SET PROBLEM
Please reproduce the listing below word for word, omitting the pictures.

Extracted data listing
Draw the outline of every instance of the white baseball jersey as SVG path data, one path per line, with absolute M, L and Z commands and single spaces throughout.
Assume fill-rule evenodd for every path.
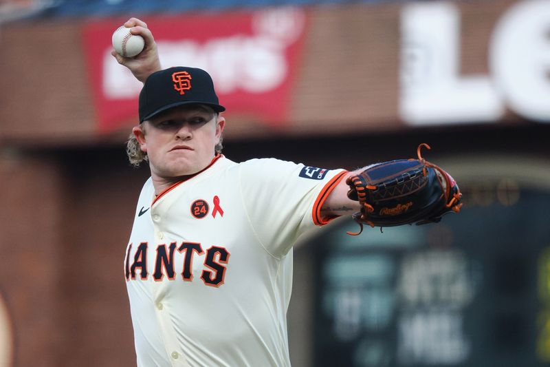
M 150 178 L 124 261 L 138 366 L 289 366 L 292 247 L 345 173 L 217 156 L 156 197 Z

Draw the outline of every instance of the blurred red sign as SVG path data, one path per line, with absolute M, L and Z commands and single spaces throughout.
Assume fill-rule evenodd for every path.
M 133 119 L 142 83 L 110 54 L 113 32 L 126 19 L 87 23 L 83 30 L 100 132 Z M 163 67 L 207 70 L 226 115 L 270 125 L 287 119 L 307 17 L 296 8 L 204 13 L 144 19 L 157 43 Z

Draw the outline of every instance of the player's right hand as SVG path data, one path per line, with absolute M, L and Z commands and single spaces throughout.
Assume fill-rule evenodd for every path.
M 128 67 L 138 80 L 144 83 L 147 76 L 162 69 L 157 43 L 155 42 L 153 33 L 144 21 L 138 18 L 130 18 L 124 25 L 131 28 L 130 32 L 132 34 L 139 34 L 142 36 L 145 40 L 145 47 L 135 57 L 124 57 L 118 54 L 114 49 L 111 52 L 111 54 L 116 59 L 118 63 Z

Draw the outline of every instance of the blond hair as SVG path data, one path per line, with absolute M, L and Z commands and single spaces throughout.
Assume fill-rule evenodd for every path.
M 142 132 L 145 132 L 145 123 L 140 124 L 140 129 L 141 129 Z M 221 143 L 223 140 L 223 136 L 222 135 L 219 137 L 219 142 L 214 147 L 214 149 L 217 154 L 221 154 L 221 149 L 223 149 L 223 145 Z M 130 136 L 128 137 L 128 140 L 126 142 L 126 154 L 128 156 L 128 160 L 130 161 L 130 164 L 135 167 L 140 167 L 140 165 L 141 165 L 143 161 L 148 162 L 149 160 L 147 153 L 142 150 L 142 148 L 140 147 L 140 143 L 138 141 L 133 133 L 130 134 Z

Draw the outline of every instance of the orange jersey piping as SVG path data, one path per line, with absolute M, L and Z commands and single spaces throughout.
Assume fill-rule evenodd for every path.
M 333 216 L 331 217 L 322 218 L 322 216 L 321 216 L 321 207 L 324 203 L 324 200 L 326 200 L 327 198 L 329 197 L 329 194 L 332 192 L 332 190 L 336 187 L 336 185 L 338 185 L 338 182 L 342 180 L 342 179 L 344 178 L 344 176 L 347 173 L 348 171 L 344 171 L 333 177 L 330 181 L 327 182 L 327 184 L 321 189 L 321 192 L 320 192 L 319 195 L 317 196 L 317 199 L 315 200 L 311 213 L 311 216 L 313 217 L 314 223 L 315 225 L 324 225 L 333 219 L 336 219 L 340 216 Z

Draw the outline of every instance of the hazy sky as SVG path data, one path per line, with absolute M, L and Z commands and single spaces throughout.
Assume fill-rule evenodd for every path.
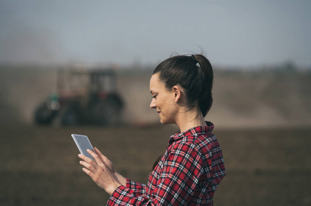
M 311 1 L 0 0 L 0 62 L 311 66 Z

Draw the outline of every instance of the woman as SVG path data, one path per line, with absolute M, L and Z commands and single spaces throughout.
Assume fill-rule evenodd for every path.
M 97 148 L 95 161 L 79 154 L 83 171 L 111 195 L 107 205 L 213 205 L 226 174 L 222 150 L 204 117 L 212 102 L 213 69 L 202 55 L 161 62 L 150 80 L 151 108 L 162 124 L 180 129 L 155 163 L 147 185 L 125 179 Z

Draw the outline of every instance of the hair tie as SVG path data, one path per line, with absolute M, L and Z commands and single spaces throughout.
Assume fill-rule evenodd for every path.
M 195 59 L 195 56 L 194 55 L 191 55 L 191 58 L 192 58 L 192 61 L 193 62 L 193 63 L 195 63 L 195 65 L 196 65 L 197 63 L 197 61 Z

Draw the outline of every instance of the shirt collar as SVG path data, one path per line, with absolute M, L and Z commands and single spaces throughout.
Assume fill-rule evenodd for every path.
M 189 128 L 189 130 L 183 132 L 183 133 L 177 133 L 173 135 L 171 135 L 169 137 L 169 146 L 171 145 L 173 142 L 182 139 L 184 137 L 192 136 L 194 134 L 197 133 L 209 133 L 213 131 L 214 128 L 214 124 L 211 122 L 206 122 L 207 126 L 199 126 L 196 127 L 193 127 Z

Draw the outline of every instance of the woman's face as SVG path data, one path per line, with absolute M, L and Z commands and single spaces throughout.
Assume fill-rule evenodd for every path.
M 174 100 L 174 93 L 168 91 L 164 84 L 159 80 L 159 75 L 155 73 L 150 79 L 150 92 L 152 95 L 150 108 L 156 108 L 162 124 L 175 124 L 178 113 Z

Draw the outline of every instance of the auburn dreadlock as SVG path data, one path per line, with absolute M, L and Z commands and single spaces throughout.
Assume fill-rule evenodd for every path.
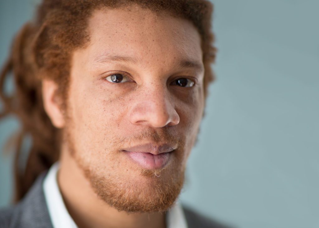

EXERCISE SOLUTION
Draw the outline of every instance of the white baseball jersey as SVG path data, one path per line, with absolute M, L and Z commands and single spaces throughout.
Assume fill-rule evenodd for every path.
M 150 178 L 124 261 L 138 366 L 289 366 L 292 247 L 345 173 L 217 156 L 156 197 Z

Draw the outline of every instance of the blurred red sign as SVG path data, one path per line, with absolute M, L and Z commands and single spaces throughout.
Assume fill-rule evenodd for every path.
M 133 119 L 142 83 L 110 54 L 113 32 L 126 19 L 87 23 L 83 30 L 100 132 Z M 163 67 L 207 70 L 226 115 L 270 125 L 287 119 L 307 17 L 296 8 L 204 13 L 144 19 L 157 43 Z

Draw the outline of every instance of the player's right hand as SVG path data, one path per line, with absolute M, L and Z commands and single spaces throughout.
Assume fill-rule evenodd for every path.
M 128 67 L 138 80 L 144 83 L 147 76 L 162 69 L 157 43 L 155 42 L 153 33 L 144 21 L 138 18 L 130 18 L 124 25 L 131 28 L 130 32 L 132 34 L 139 34 L 142 36 L 145 40 L 145 47 L 135 57 L 124 57 L 118 54 L 114 49 L 111 52 L 111 54 L 116 59 L 118 63 Z

Draw the outline of every instance of the blond hair as SVG path data, one path per line, with absolute M, L and Z commands and single spaces throughout.
Assume fill-rule evenodd for every path.
M 142 132 L 145 132 L 145 123 L 140 124 L 140 129 L 141 129 Z M 221 143 L 223 140 L 223 136 L 222 135 L 219 137 L 219 142 L 214 147 L 214 149 L 217 154 L 221 154 L 221 149 L 223 149 L 223 145 Z M 130 136 L 128 137 L 128 140 L 126 142 L 126 154 L 128 156 L 128 160 L 130 161 L 130 164 L 135 167 L 140 167 L 140 165 L 141 165 L 143 161 L 148 162 L 149 160 L 147 153 L 142 150 L 142 148 L 140 147 L 140 143 L 138 141 L 133 133 L 130 134 Z

Draw the outline of every instance of the orange jersey piping as SVG path data, one path per line, with absolute M, L and Z commands and single spaces throughout.
Assume fill-rule evenodd for every path.
M 333 216 L 331 217 L 322 218 L 322 216 L 321 216 L 321 207 L 324 203 L 324 200 L 326 200 L 327 198 L 329 197 L 329 194 L 332 192 L 332 190 L 336 187 L 336 185 L 338 185 L 338 182 L 342 180 L 342 179 L 344 178 L 344 176 L 347 173 L 348 171 L 344 171 L 333 177 L 330 181 L 327 182 L 327 184 L 321 189 L 321 192 L 320 192 L 319 195 L 317 196 L 317 199 L 315 200 L 311 213 L 311 216 L 313 217 L 314 223 L 315 225 L 324 225 L 333 219 L 336 219 L 340 216 Z

Draw the outline of every instance of the hazy sky as SVG path data, one path per line, with absolute M, L and Z commands and single spaces throughout.
Assume fill-rule evenodd for every path.
M 311 1 L 0 0 L 0 62 L 311 66 Z

Draw the outline of every instance of the woman as SVG path data, one path per line, with absolute M, L and Z commands and single spaces throughout.
Assume fill-rule evenodd for every path.
M 97 148 L 95 161 L 79 154 L 83 171 L 111 195 L 107 205 L 213 205 L 226 174 L 222 150 L 204 117 L 212 102 L 213 69 L 202 55 L 161 62 L 150 80 L 151 108 L 162 124 L 180 129 L 155 163 L 147 185 L 125 179 Z

Draw the outline of every instance of the hair tie as SVG path data, one path per line, with absolute M, L and Z commands and single spaces throughout.
Assume fill-rule evenodd for every path.
M 195 59 L 195 56 L 194 55 L 191 55 L 191 58 L 192 58 L 192 61 L 193 62 L 193 63 L 195 63 L 195 65 L 196 65 L 197 63 L 197 61 Z

Draw the outline of every instance of the shirt collar as SVG path data, one path per line, with absolute M, L and Z commands and single spaces throughout.
Assume fill-rule evenodd for every path.
M 189 128 L 189 130 L 183 132 L 183 133 L 177 133 L 173 135 L 171 135 L 169 137 L 169 146 L 171 145 L 173 142 L 182 139 L 184 137 L 192 136 L 194 134 L 197 133 L 209 133 L 213 131 L 214 128 L 214 124 L 211 122 L 206 122 L 207 126 L 199 126 L 196 127 L 193 127 Z

Draw the outline of every instance of the woman's face as SVG path data, one path per line, with absolute M, L and Z commands and single spaces throughout.
Assume fill-rule evenodd for every path.
M 174 100 L 174 93 L 168 91 L 164 84 L 159 80 L 159 75 L 155 73 L 150 79 L 150 92 L 152 95 L 150 108 L 156 108 L 162 124 L 175 124 L 178 113 Z

Draw the outline of every instance of the auburn dreadlock as SVG path data, one path per line, with absolute M, L and Z commands and single spaces throughout.
Assume fill-rule evenodd for every path.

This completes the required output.